GIVEN REQUEST:
Copy the stretch from the start of the items through the line that contains "<point>62,103</point>", leaving out the pictures. Keep every line, but scale each coordinate in the answer points by 1.5 and round it to a whole number with halves rounding up, while the sample points stay as they are.

RECORDS SHOWN:
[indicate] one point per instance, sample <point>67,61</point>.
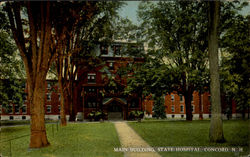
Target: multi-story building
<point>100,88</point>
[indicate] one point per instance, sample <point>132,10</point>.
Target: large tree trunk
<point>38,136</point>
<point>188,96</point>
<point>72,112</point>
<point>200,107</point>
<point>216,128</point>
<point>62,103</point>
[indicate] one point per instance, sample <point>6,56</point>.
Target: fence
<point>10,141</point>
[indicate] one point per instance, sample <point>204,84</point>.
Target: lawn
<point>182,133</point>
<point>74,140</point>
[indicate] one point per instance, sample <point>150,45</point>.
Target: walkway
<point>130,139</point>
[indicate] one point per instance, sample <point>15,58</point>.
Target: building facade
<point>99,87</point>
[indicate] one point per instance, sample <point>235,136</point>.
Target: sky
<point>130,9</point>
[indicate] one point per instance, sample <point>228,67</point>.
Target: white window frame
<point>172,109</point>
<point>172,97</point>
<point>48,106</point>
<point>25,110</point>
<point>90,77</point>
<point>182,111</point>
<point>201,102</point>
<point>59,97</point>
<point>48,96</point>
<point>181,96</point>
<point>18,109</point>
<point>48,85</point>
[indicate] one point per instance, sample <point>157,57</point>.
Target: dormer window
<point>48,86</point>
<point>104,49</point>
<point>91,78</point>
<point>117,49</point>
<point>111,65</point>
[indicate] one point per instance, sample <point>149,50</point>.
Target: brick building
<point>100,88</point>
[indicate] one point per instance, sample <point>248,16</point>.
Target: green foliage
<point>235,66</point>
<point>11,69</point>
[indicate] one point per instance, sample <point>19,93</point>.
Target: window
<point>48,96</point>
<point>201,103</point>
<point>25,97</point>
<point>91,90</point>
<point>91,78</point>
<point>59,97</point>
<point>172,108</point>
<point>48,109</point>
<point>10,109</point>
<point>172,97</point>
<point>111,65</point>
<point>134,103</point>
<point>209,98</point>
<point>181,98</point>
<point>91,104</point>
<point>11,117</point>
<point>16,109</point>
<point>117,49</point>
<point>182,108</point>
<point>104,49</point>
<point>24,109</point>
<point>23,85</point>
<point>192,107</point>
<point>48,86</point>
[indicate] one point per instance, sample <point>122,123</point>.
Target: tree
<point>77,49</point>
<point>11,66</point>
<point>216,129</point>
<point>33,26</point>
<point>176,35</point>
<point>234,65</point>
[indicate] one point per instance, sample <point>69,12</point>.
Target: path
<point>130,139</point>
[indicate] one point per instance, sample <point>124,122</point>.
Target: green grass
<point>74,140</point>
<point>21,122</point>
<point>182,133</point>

RESULT BELOW:
[indicate] one point per instance, sample <point>67,61</point>.
Target: multi-story building
<point>150,132</point>
[indicate] one point per instance, sample <point>132,10</point>.
Target: large tree trunk
<point>57,204</point>
<point>282,144</point>
<point>108,168</point>
<point>300,161</point>
<point>324,192</point>
<point>93,155</point>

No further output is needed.